• **DIRECTIONS FOR THIS TASK**:
Print the listing that follows, character for character.

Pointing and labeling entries
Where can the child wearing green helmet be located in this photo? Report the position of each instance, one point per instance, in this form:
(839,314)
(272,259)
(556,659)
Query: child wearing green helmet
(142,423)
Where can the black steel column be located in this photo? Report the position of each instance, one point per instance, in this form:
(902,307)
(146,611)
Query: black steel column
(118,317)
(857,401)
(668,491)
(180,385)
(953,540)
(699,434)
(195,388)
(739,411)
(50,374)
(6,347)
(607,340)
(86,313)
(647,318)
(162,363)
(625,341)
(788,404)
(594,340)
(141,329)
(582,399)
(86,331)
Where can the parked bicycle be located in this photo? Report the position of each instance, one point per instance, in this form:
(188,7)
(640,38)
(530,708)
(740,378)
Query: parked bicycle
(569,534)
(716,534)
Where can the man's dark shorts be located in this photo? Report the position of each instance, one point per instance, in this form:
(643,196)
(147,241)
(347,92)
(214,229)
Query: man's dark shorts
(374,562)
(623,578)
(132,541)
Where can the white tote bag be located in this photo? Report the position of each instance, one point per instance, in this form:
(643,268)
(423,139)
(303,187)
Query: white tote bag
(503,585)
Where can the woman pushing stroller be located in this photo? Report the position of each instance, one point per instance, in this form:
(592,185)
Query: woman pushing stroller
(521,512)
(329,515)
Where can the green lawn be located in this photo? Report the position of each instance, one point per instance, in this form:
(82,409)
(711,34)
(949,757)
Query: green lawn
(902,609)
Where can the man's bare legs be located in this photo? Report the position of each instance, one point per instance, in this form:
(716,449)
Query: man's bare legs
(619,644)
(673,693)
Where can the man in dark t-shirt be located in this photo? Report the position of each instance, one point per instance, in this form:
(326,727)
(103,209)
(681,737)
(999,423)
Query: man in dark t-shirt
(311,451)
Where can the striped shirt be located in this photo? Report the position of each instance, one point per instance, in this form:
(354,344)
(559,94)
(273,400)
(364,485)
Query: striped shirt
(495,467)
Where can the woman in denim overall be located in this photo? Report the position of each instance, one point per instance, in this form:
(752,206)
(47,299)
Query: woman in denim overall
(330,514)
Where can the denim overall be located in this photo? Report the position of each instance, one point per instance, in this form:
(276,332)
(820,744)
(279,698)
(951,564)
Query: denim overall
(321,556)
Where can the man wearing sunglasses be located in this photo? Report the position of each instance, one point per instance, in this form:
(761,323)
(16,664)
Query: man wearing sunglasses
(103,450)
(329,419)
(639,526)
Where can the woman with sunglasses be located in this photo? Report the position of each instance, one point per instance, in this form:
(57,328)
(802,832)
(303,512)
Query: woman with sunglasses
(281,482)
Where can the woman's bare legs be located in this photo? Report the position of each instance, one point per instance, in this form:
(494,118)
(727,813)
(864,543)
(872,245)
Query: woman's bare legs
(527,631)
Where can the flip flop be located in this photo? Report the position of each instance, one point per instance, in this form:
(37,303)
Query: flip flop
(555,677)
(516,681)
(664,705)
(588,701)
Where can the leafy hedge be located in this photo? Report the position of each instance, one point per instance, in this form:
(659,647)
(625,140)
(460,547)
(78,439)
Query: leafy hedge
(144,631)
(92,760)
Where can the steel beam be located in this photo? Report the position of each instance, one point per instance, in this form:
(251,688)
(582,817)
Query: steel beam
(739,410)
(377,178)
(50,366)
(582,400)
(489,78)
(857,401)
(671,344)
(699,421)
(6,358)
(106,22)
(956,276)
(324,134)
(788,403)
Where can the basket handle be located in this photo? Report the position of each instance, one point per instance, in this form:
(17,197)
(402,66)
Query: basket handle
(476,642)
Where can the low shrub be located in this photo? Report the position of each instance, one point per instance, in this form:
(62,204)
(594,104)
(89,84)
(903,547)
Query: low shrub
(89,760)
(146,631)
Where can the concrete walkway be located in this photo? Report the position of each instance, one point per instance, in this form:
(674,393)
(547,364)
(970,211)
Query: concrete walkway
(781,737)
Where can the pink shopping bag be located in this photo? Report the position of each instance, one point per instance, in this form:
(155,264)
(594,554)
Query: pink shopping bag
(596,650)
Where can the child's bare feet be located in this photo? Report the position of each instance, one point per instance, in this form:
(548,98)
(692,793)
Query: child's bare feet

• **EXERCISE OUTPUT**:
Where can the child wearing green helmet be located in this photo? Report the position of each instance, one point per instance, in this form:
(839,314)
(272,259)
(556,659)
Query: child wearing green helmet
(142,423)
Where can the black steel column be located in this photo? Report the position of each instance, one point per instance, in this form:
(902,307)
(146,611)
Query: black steel column
(118,317)
(857,401)
(668,491)
(180,385)
(953,540)
(699,434)
(195,388)
(739,411)
(50,374)
(6,347)
(607,340)
(86,313)
(647,318)
(162,363)
(625,341)
(788,404)
(594,340)
(141,329)
(582,399)
(86,331)
Where can the parked bicycle be located in this photo? Report the position of each instance, one point per instance, in this form:
(188,7)
(640,38)
(530,708)
(740,378)
Query: parked bicycle
(569,534)
(716,534)
Where can the man's dark shorts be located in this photo? Report the position of each instance, one point per instance, in this form:
(643,196)
(147,241)
(347,92)
(214,229)
Query: man's dark shorts
(374,562)
(623,578)
(132,541)
Where can the white tote bag be located in this photo? Report the position of each instance, one point per instance, in this form:
(643,268)
(423,139)
(303,187)
Query: white tote bag
(503,585)
Where can the woman pushing stroller be located in this photo? Report the position of each instance, one point per instance, in this form:
(592,185)
Query: woman pushing stroller
(521,512)
(329,515)
Where can the green lawn be located in this photo? Report the position of each instance, one point per instance, in this form:
(82,409)
(711,34)
(949,757)
Query: green lawn
(902,609)
Where can the man's bare legs be located in this photo? Report the position of each instance, one point per instance, in this form:
(716,449)
Query: man's bare legs
(619,644)
(673,693)
Where can the man in dark t-shirt be located in this photo? Report the position of each instance, one point per instance, in this form:
(326,727)
(103,209)
(681,737)
(999,423)
Query: man in dark t-shirt
(311,451)
Where can the striped shirt be located in this photo? Report the position of each instance, one point per instance, in this form:
(354,344)
(559,94)
(273,400)
(364,485)
Query: striped shirt
(495,467)
Where can the woman in denim overall be located in this photo? Report the position of each instance, one point per instance, in this form:
(752,206)
(47,299)
Query: woman in denim overall
(330,514)
Where can the denim overall be located in this photo? Report the position of each instance, one point per instance, in this form:
(276,332)
(820,744)
(279,698)
(951,564)
Query: denim overall
(321,556)
Where can the man wearing sunglasses be located in this photo? Report the position of each instance, one point per instance, in this form:
(761,323)
(16,664)
Query: man wearing sunglasses
(103,450)
(329,419)
(639,526)
Where can the woman with sunglasses be located in this photo? Report the position of each instance, one point per instance, in this form:
(57,328)
(802,832)
(303,512)
Query: woman with sunglasses
(281,482)
Where can the woman's bare legs be located in this photo? Report the position of each instance, one point per instance, in this form:
(494,118)
(727,813)
(864,543)
(872,245)
Query: woman's bare legs
(527,631)
Where can the flip flop be located in this photo? Report the position of each instance, one point per instance, in this form:
(37,303)
Query: flip flop
(555,677)
(516,681)
(664,705)
(588,701)
Where can the leafy hedge be located in this photo? Report the position of each instance, one point per instance, in this form:
(659,647)
(625,140)
(460,547)
(78,439)
Query: leafy hedge
(144,631)
(92,760)
Where can the steel beam be located in this photo? Report the position of each instance, one point per instance, in this form:
(251,688)
(582,817)
Query: steel beam
(739,410)
(377,178)
(50,366)
(582,400)
(489,78)
(857,401)
(671,344)
(699,421)
(6,358)
(106,22)
(956,276)
(324,134)
(788,403)
Where can the basket handle be located in this photo? Report the position of each instance, one point per instance, in this form:
(17,197)
(402,66)
Query: basket handle
(476,642)
Where can the low shrub be located in this photo? Report the position of each instance, one point per instance, in this form:
(62,204)
(594,104)
(89,84)
(903,547)
Query: low shrub
(89,760)
(146,631)
Where can the concrete walkway be located in this photo? Report the position of each instance, one point per instance, in this form:
(674,393)
(547,364)
(970,211)
Query: concrete walkway
(781,737)
Where can the pink shopping bag be located in this photo? Report the position of each instance, one point per instance, in this form:
(155,264)
(594,554)
Query: pink shopping bag
(596,650)
Where can the child's bare feet be located in this photo? Report the position of each instance, one point per instance, in this form:
(548,98)
(692,793)
Query: child's bare feet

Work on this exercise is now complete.